-- Problem --
Rewrite the part of the data below that opens with the line containing "Localize the white shirt." and closes with the line containing "69, 251, 93]]", swapping every "white" for "pale" and leaving everything else unchanged.

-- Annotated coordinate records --
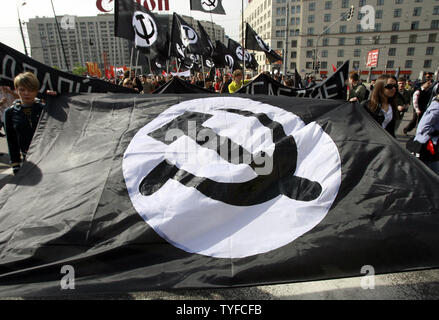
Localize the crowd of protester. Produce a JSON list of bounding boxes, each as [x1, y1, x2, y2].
[[0, 70, 439, 178]]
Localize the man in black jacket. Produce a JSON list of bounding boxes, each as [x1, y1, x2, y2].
[[4, 72, 46, 174]]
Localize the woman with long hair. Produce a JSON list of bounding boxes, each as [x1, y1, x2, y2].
[[362, 75, 398, 137]]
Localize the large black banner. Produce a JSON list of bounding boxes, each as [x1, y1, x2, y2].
[[0, 94, 439, 297], [0, 42, 134, 93], [235, 60, 349, 100]]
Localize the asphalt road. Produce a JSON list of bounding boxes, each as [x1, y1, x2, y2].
[[0, 105, 439, 300]]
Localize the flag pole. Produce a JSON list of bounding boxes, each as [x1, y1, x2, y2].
[[130, 47, 134, 71], [134, 50, 139, 77], [241, 0, 245, 79], [50, 0, 70, 71]]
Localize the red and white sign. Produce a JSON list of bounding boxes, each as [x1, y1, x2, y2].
[[96, 0, 169, 12], [366, 49, 379, 68]]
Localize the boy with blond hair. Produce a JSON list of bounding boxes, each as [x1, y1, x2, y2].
[[3, 72, 56, 174]]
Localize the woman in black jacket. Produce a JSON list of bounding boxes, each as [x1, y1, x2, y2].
[[361, 75, 398, 137]]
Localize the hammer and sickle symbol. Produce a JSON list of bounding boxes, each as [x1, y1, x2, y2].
[[134, 14, 155, 45], [139, 108, 322, 206]]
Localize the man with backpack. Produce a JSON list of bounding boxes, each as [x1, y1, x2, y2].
[[348, 71, 369, 103]]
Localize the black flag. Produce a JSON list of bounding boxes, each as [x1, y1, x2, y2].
[[235, 60, 349, 100], [171, 12, 208, 59], [294, 68, 303, 89], [114, 0, 168, 56], [212, 40, 241, 70], [228, 38, 258, 69], [197, 21, 215, 58], [190, 0, 226, 14], [152, 77, 213, 94], [245, 23, 282, 63], [0, 90, 439, 297]]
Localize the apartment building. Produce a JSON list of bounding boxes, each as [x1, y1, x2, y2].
[[27, 14, 130, 71], [244, 0, 439, 78], [27, 14, 225, 71]]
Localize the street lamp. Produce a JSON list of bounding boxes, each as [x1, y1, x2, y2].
[[314, 6, 354, 74], [17, 2, 28, 56]]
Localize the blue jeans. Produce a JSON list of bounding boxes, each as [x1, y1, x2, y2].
[[425, 161, 439, 175]]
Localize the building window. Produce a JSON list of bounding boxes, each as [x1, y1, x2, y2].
[[409, 34, 418, 43], [413, 7, 422, 17]]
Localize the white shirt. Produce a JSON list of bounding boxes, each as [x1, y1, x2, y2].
[[381, 104, 393, 129]]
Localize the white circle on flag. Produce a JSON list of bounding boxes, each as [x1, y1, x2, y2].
[[201, 0, 218, 11], [132, 11, 158, 47], [122, 97, 341, 258], [181, 25, 198, 47]]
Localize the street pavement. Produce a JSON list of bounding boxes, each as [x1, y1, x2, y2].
[[0, 103, 439, 300]]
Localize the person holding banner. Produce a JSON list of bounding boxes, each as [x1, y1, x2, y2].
[[361, 75, 398, 137], [3, 72, 57, 174], [414, 92, 439, 175], [229, 69, 251, 93]]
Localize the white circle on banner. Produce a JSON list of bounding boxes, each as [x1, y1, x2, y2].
[[132, 11, 158, 47], [122, 97, 341, 258], [201, 0, 218, 11]]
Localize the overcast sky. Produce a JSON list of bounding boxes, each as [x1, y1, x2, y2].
[[0, 0, 247, 53]]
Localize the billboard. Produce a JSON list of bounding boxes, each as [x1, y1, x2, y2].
[[366, 49, 379, 68]]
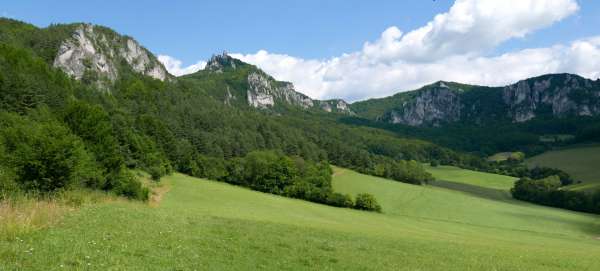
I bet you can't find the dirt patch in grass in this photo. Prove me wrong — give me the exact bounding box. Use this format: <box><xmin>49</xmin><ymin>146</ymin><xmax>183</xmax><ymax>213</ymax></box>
<box><xmin>0</xmin><ymin>190</ymin><xmax>119</xmax><ymax>240</ymax></box>
<box><xmin>0</xmin><ymin>198</ymin><xmax>75</xmax><ymax>240</ymax></box>
<box><xmin>148</xmin><ymin>182</ymin><xmax>171</xmax><ymax>207</ymax></box>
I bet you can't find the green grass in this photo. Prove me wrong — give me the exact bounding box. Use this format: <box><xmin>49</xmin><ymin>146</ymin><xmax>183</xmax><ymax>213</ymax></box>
<box><xmin>0</xmin><ymin>167</ymin><xmax>600</xmax><ymax>270</ymax></box>
<box><xmin>526</xmin><ymin>145</ymin><xmax>600</xmax><ymax>189</ymax></box>
<box><xmin>487</xmin><ymin>152</ymin><xmax>525</xmax><ymax>162</ymax></box>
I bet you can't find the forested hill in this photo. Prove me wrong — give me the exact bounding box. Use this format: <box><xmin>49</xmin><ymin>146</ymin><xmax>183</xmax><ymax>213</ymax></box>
<box><xmin>351</xmin><ymin>74</ymin><xmax>600</xmax><ymax>126</ymax></box>
<box><xmin>179</xmin><ymin>53</ymin><xmax>354</xmax><ymax>115</ymax></box>
<box><xmin>0</xmin><ymin>19</ymin><xmax>487</xmax><ymax>203</ymax></box>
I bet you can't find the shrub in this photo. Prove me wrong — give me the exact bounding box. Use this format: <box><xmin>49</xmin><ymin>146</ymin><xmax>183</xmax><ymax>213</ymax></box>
<box><xmin>148</xmin><ymin>166</ymin><xmax>164</xmax><ymax>182</ymax></box>
<box><xmin>109</xmin><ymin>169</ymin><xmax>150</xmax><ymax>201</ymax></box>
<box><xmin>354</xmin><ymin>193</ymin><xmax>381</xmax><ymax>212</ymax></box>
<box><xmin>327</xmin><ymin>193</ymin><xmax>354</xmax><ymax>208</ymax></box>
<box><xmin>0</xmin><ymin>112</ymin><xmax>98</xmax><ymax>192</ymax></box>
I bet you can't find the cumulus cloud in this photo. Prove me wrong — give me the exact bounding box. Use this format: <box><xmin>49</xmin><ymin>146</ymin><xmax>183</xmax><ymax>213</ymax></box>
<box><xmin>363</xmin><ymin>0</ymin><xmax>579</xmax><ymax>61</ymax></box>
<box><xmin>158</xmin><ymin>55</ymin><xmax>206</xmax><ymax>76</ymax></box>
<box><xmin>233</xmin><ymin>0</ymin><xmax>600</xmax><ymax>101</ymax></box>
<box><xmin>161</xmin><ymin>0</ymin><xmax>600</xmax><ymax>101</ymax></box>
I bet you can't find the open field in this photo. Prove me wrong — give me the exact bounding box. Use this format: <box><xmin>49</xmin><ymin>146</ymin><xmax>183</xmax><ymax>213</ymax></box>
<box><xmin>0</xmin><ymin>167</ymin><xmax>600</xmax><ymax>270</ymax></box>
<box><xmin>526</xmin><ymin>145</ymin><xmax>600</xmax><ymax>189</ymax></box>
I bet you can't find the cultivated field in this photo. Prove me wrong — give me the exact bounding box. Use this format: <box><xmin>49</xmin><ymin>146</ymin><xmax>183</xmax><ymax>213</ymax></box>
<box><xmin>0</xmin><ymin>167</ymin><xmax>600</xmax><ymax>270</ymax></box>
<box><xmin>526</xmin><ymin>145</ymin><xmax>600</xmax><ymax>190</ymax></box>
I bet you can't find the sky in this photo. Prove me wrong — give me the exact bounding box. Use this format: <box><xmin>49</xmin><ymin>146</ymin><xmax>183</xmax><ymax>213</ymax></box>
<box><xmin>0</xmin><ymin>0</ymin><xmax>600</xmax><ymax>101</ymax></box>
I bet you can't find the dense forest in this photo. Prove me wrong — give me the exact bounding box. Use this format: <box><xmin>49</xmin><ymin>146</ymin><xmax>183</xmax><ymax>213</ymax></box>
<box><xmin>0</xmin><ymin>20</ymin><xmax>460</xmax><ymax>210</ymax></box>
<box><xmin>0</xmin><ymin>19</ymin><xmax>598</xmax><ymax>215</ymax></box>
<box><xmin>511</xmin><ymin>175</ymin><xmax>600</xmax><ymax>214</ymax></box>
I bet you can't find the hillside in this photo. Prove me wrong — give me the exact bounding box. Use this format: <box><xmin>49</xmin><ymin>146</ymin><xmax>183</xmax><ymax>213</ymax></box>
<box><xmin>526</xmin><ymin>145</ymin><xmax>600</xmax><ymax>190</ymax></box>
<box><xmin>180</xmin><ymin>53</ymin><xmax>354</xmax><ymax>115</ymax></box>
<box><xmin>351</xmin><ymin>74</ymin><xmax>600</xmax><ymax>126</ymax></box>
<box><xmin>0</xmin><ymin>169</ymin><xmax>600</xmax><ymax>270</ymax></box>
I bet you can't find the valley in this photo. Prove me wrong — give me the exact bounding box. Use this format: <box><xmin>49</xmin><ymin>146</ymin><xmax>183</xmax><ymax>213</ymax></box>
<box><xmin>0</xmin><ymin>168</ymin><xmax>600</xmax><ymax>270</ymax></box>
<box><xmin>526</xmin><ymin>144</ymin><xmax>600</xmax><ymax>191</ymax></box>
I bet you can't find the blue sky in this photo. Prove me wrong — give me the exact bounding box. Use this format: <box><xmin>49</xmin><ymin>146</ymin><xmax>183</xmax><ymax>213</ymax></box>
<box><xmin>0</xmin><ymin>0</ymin><xmax>600</xmax><ymax>100</ymax></box>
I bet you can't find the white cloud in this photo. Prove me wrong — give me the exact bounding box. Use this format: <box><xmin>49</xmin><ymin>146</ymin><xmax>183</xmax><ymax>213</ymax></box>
<box><xmin>159</xmin><ymin>0</ymin><xmax>600</xmax><ymax>101</ymax></box>
<box><xmin>158</xmin><ymin>55</ymin><xmax>206</xmax><ymax>76</ymax></box>
<box><xmin>363</xmin><ymin>0</ymin><xmax>579</xmax><ymax>61</ymax></box>
<box><xmin>232</xmin><ymin>0</ymin><xmax>600</xmax><ymax>101</ymax></box>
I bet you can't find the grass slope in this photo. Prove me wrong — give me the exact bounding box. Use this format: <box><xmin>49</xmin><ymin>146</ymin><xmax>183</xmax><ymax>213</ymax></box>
<box><xmin>0</xmin><ymin>168</ymin><xmax>600</xmax><ymax>270</ymax></box>
<box><xmin>526</xmin><ymin>145</ymin><xmax>600</xmax><ymax>190</ymax></box>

-- Full answer --
Localize the pale shirt. Produce a JSON list of bounding boxes, each as [x1, y1, x2, y2].
[[381, 104, 393, 129]]
Localize the pale circle on flag. Produce a JSON list of bounding boxes, each as [x1, y1, x2, y2].
[[201, 0, 218, 11], [132, 11, 158, 47], [122, 97, 341, 258], [181, 25, 198, 47]]
Localize the street pavement. Produce a JSON list of bounding boxes, each as [x1, y1, x2, y2].
[[0, 103, 439, 300]]
Localize the person holding banner. Produce a JSON list of bounding boxes, each as [x1, y1, x2, y2].
[[361, 75, 398, 137], [3, 72, 57, 174], [414, 92, 439, 175], [229, 69, 251, 93]]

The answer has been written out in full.